La première fois que le mot sniper a été prononcé, c’était sur la chaîne arabe Al Jazeera qui suivait de très près les évènements qui se passaient en Tunisie depuis le mois de décembre 2010. Pour la commission nationale d’investigation sur les abus perpétrés depuis le 17 décembre, ce sont tout simplement des tireurs d’élite faisant partie des 4 corps des forces de l’ordre et de l’armée qui exerçaient sur terrain en cette période noire de la Tunisie gouvernée par Ben Ali et après son départ par le gouvernement provisoire.
246 morts dans les manifestations et les marches de contestation par les balles des forces de l’ordre, 85 morts en prison, brûlés, tirés par balles comme des lièvres ou encore par suffocation.
Des bavures, il y en a eu, estime la commission, tout d’abord depuis le début du soulèvement déclaré à Sidi Bouzid. Le pouvoir, depuis Zine El Abidine Ben Ali et jusqu’au ministre de l’Intérieur, voulait mater la population: “souvenez-vous de l’expression ”bikolli hazm” (avec rigueur), rappelle Amel El Ouahchi, rapporteur de la commission aux journalistes présents lors de la conférence de presse organisée vendredi 4 mai pour présenter les résultats d’un travail d’enquête effectuée sur plus d’une année par les membres volontaires et pluridisciplinaires de la commission. Cette expression à elle seule exprime la volonté du pouvoir de mettre fin aux mouvements de protestation des populations par la force. Les discours de l’ancien président s’étaient ensuite radoucis mais les faits sur le terrain ne laissaient plus place à une réconciliation avec le régime alors en place. Il y a eu des opérations de tirs à vue qui ont touché la tête, la poitrine, le cœur et le dos des manifestants victimes de tireurs d’élite bien entraînés”.

++++

▶ [Consigne]
Recopiez sans rien changer le passage de l'article ci-dessus sur les tireurs d'élite en Tunisie qui s'ouvre sur les mots « 246 morts dans » et se ferme sur « encore par suffocation. ».

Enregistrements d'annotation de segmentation
++++

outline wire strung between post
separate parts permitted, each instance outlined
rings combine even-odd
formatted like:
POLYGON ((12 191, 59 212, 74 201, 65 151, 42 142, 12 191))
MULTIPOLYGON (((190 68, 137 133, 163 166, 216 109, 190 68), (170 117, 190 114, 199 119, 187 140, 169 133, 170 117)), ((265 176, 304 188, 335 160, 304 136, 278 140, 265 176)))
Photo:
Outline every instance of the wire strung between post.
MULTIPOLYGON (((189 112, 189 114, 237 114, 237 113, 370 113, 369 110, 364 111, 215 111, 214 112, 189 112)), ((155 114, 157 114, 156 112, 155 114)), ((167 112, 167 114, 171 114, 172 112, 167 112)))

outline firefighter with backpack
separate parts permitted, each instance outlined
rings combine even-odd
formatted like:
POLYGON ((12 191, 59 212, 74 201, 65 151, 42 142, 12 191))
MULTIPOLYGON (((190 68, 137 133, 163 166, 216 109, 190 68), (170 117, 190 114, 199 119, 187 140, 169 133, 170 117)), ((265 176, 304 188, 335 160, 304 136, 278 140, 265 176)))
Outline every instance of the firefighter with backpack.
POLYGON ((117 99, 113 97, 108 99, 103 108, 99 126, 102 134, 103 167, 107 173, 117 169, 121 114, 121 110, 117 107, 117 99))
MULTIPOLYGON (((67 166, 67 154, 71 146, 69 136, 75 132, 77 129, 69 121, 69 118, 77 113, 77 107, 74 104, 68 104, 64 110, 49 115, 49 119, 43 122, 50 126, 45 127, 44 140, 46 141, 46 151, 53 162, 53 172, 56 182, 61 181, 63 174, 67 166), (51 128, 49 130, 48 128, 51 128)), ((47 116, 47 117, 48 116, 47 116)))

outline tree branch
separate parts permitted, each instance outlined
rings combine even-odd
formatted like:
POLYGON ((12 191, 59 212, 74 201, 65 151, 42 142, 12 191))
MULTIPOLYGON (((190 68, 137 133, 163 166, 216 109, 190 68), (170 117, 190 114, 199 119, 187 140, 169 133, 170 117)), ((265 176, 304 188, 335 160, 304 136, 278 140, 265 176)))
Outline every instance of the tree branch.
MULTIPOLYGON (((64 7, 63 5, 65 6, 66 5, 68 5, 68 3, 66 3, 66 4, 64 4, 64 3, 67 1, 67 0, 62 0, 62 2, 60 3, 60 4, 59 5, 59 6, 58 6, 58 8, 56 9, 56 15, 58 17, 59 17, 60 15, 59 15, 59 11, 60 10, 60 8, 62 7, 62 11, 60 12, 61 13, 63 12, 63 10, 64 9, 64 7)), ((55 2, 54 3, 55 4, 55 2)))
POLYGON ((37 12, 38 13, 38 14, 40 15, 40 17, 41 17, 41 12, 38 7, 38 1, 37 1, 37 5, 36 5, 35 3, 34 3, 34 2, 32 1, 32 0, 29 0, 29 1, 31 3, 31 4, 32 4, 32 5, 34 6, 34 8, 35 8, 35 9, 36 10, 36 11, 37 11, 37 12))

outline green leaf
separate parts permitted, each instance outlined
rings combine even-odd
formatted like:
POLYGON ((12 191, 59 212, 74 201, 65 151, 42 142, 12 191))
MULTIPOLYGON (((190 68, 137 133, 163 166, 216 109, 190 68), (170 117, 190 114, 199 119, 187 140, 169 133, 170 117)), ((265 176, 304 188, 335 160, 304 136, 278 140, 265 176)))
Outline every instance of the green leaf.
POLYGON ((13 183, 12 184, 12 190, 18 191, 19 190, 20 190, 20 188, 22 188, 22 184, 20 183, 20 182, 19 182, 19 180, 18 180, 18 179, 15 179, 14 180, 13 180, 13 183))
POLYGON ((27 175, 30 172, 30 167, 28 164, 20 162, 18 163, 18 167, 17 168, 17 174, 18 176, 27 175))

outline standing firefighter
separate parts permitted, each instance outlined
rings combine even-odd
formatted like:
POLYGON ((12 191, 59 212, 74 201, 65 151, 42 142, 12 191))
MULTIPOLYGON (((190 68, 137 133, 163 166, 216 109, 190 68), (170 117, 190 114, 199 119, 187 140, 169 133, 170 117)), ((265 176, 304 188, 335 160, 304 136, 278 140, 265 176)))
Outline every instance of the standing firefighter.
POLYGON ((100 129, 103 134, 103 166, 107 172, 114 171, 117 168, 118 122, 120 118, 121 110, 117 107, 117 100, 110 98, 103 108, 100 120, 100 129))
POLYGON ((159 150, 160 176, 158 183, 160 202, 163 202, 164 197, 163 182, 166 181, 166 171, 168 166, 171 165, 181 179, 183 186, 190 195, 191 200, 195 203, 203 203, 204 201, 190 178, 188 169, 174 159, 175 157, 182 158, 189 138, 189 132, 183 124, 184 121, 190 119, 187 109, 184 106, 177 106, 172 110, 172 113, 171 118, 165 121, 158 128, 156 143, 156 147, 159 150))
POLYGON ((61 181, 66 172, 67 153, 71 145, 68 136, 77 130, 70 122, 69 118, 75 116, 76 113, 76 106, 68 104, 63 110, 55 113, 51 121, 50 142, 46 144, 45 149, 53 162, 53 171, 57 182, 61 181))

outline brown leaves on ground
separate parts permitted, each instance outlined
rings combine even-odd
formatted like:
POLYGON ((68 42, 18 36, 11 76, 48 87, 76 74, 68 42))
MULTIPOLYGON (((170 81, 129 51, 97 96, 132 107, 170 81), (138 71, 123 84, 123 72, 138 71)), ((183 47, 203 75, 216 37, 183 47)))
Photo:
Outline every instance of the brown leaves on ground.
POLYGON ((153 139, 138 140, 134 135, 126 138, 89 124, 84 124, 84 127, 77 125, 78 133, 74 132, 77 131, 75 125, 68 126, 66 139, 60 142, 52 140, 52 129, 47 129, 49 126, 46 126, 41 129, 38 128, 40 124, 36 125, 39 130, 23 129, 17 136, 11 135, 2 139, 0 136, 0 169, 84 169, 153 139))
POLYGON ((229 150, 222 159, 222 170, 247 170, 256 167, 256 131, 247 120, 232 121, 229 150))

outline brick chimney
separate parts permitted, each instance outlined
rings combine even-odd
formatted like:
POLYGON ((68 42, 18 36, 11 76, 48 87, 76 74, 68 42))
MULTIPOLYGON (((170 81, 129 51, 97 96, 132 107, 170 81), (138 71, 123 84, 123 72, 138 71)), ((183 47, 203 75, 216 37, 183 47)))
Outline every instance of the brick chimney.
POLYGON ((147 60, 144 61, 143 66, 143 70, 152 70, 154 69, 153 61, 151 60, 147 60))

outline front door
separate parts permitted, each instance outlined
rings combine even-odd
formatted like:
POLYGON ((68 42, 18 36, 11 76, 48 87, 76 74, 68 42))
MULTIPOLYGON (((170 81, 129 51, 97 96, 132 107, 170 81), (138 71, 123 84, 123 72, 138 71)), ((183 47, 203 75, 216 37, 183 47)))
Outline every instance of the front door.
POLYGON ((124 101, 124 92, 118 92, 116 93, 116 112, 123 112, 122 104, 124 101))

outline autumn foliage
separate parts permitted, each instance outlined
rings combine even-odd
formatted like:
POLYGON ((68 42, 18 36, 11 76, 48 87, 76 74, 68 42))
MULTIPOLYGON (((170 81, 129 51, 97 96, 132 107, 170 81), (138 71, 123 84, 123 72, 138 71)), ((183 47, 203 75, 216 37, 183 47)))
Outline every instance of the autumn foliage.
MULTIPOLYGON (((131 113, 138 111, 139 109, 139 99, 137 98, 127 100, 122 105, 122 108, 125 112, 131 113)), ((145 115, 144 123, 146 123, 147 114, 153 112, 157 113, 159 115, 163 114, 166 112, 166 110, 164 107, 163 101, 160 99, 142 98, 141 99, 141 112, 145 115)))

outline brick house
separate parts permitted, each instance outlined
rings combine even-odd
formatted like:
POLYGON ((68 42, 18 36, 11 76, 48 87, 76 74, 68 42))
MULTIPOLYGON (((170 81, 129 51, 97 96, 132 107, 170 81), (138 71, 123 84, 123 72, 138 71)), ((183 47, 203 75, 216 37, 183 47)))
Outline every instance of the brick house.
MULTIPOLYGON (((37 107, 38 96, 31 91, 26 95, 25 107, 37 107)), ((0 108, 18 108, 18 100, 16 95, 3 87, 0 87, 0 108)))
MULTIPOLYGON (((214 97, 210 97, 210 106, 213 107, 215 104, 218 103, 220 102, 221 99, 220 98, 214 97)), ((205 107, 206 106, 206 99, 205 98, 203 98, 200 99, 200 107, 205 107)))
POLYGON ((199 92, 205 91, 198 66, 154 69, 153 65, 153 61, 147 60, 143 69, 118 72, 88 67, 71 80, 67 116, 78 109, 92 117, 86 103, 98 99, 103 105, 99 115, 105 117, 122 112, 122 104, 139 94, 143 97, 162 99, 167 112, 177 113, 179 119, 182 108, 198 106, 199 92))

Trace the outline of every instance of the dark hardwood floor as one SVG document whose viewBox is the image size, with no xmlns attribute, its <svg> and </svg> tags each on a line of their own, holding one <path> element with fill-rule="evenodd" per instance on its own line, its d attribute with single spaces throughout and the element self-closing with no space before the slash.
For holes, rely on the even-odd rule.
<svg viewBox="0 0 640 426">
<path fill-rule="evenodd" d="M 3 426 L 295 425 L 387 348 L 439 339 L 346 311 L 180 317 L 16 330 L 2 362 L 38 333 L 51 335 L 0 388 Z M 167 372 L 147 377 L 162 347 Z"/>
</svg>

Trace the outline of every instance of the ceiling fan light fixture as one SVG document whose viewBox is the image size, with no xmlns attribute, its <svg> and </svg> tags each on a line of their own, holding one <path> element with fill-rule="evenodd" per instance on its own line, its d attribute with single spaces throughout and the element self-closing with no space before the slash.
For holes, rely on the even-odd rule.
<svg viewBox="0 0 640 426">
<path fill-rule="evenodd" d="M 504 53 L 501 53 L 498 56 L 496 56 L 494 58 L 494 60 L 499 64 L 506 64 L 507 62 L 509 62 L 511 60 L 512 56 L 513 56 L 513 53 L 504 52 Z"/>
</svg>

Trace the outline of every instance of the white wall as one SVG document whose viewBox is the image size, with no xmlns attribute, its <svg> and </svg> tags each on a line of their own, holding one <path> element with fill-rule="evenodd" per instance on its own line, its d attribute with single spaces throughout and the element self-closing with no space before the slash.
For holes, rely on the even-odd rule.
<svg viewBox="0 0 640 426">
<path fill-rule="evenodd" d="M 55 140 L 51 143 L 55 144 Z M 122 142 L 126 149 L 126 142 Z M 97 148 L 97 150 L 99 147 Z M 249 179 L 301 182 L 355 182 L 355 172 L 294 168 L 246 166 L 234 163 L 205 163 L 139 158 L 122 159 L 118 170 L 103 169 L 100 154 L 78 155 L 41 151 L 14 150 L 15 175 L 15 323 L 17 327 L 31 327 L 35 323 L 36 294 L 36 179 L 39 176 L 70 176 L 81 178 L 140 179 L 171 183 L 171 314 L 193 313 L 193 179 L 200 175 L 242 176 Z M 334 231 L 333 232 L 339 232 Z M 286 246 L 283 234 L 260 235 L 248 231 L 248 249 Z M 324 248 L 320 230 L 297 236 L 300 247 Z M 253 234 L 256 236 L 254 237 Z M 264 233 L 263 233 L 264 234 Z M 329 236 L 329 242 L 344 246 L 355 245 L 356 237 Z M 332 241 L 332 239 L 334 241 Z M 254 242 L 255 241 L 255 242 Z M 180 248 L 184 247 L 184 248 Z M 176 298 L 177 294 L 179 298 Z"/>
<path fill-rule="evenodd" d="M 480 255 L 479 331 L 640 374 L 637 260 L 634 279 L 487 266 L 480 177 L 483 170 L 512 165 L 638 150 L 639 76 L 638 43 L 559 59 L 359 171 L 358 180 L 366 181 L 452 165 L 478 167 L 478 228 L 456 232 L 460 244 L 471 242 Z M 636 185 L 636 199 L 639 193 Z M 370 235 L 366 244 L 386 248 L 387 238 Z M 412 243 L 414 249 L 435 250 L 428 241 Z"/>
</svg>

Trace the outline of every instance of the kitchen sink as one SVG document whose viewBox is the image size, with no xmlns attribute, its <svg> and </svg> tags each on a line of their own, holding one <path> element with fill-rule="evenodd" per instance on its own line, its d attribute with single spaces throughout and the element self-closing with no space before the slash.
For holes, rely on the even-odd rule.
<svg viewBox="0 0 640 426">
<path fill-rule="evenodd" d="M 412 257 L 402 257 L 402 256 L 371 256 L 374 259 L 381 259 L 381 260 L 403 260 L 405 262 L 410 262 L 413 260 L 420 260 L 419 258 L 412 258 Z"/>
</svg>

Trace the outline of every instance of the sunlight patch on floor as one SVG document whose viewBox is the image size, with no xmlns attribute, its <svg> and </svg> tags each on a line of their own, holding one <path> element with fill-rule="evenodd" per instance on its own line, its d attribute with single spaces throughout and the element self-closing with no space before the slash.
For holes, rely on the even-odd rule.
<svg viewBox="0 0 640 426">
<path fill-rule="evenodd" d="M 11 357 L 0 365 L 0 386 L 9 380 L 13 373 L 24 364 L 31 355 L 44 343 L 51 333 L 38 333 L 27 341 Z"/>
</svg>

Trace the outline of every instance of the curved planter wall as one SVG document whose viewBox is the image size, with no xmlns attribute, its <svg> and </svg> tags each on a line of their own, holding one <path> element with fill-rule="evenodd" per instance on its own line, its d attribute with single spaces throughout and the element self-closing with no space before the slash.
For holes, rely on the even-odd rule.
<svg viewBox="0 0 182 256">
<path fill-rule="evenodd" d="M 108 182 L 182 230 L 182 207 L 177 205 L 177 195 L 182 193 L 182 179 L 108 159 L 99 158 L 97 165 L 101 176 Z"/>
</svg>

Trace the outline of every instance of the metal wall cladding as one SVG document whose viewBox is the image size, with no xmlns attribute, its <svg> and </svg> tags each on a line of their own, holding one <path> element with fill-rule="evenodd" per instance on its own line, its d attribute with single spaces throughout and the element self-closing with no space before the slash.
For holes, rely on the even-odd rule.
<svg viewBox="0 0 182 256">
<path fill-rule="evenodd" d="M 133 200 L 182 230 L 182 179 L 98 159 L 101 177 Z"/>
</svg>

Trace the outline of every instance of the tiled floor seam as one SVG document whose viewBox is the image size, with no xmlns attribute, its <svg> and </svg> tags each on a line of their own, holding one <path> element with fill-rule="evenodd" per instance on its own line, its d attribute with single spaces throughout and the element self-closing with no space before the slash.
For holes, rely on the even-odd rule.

++++

▶ [Réponse complète]
246 morts dans les manifestations et les marches de contestation par les balles des forces de l’ordre, 85 morts en prison, brûlés, tirés par balles comme des lièvres ou encore par suffocation.